**Supplied passage**.
------------------------------------

General practice cannot escape need for reform, NHS England warns

GPs must embrace changes to the way they work to free up appointments and relieve pressure, a senior NHS England GP has said, warning that more funding and an expanded workforce alone cannot reverse the crisis facing the profession.

The GP Forward View offered a ‘marvellous vision for the future’ – but general practice ‘needs to change’ to make it happen, according to Manchester GP Dr Robert Varnam, head of general practice development at NHS England.

Speaking at the Health+Care conference in London on Wednesday, Dr Varnam said patients with long-term, chronic illnesses are the key force driving GP pressures. The problem is that the NHS ‘was not set up’ to deal with patients with these long-term conditions, he warned.

‘When the NHS was set up, patients got sick, were given a cure, then they'd go away back to normal life,' he told the conference. 'They might need the NHS again a few years in the future if they get sick again.

‘But now morbidity is on the rise. Patients are older, more likely to have long-term conditions – and several of them.’

GP workload

The pressures have grown as the volume of work GPs are expected to do has outstripped capacity. This has led to costs in general practice rising ‘faster than any measure of inflation’ – and ‘neither relative funding nor the workforce’ has kept up with demand, he said.

But these ‘unparalleled pressures’ come hand in hand with ‘unparalleled opportunities’, Dr Varnam argued.

He argued that the scale of change needed could not be achieved simply by piling more money into general practice and bolstering the workforce.

‘The general assumption about how you make something happen is more money, more people. By and large, we’ve achieved amazing things through "more". We’ve worked harder, faster and longer. But we've reached the point where doing more of the same is not going to cut it.

------------------------------------

**Exercise set**.
**A.** Decide whether each statement agrees with the article on general practice reform, answering yes or no and quoting the words of the article that settle it: (i) Dr Varnam named patients with long-term, chronic illnesses as the key force driving GP pressures; (ii) funding has kept pace with demand even though the workforce has not; (iii) Dr Varnam gave his remarks at a conference held in Manchester.
**B.** Pick up the article on general practice reform after its final sentence and extend it.
The stored data placed after the article is separate material with no connection to it.

Stored data
------------------------------------

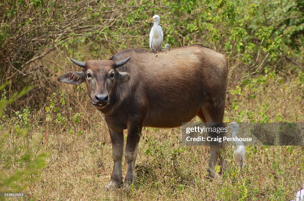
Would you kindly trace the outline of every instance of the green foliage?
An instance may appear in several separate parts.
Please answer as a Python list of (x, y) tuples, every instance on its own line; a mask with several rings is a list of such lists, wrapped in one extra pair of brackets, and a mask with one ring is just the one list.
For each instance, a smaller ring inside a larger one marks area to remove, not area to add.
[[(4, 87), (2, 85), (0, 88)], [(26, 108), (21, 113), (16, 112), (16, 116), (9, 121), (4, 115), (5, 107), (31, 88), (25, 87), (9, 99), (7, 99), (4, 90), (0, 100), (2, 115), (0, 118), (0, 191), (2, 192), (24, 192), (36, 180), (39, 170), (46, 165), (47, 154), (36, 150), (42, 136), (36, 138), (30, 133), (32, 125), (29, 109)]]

------------------------------------

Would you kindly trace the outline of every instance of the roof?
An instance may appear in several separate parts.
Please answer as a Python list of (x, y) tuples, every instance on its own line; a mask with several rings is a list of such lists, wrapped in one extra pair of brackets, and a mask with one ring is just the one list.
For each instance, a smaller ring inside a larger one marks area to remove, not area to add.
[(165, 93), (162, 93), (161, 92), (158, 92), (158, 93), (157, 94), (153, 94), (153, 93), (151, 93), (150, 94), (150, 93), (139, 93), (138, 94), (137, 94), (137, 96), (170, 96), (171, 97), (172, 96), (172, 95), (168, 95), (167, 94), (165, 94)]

------------------------------------

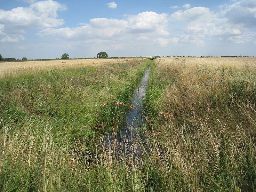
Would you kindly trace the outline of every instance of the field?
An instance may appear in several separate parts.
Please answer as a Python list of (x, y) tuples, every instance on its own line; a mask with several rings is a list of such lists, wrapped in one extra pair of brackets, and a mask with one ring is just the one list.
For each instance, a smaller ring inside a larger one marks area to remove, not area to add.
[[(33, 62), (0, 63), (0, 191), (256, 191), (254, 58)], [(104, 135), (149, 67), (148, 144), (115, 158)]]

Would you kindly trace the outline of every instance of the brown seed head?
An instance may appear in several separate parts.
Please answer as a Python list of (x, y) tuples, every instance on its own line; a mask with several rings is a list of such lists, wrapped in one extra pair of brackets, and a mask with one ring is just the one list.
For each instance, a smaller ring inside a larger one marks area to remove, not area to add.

------------------------------------

**Answers provided**.
**A.**
(i) Yes: "patients with long-term, chronic illnesses are the key force driving GP pressures."
(ii) No: "neither relative funding nor the workforce"
(iii) No: "Speaking at the Health+Care conference in London on Wednesday"

**B.**
‘We do need more money. We do need more staff in primary care. But just having more people prescribing higher and higher doses of medications is not enough. We need to do things differently.’

GP efficiency

Changes to the way GPs work could enable key savings to make GPs work more efficiently, he argued.

A survey of over 5,000 GP consultations carried out by NHS England found that a quarter (26%) could immediately be identified as avoidable – for example because patients would be better served elsewhere within the health system (7%) or they could be treated with self-care alone (6%).

Simply managing these appointments differently could help free up GP appointments.

He called for systems to be put in place to allow GPs to share more between themselves what works and what does not to help spread effective ways of working.

‘Practices are all working in silos. The NHS is not sharing information on solutions practices have made – this is partly why there's so much stuff in the Forward View.

NHS England has identified 10 ‘high impact actions’ – areas that can be improved to release GP time for patient care. These include active signposting, new consultation types and social prescribing.

It has developed an online resource for practices to share information on case studies and successful ideas for innovation to help allow for greater shared learning.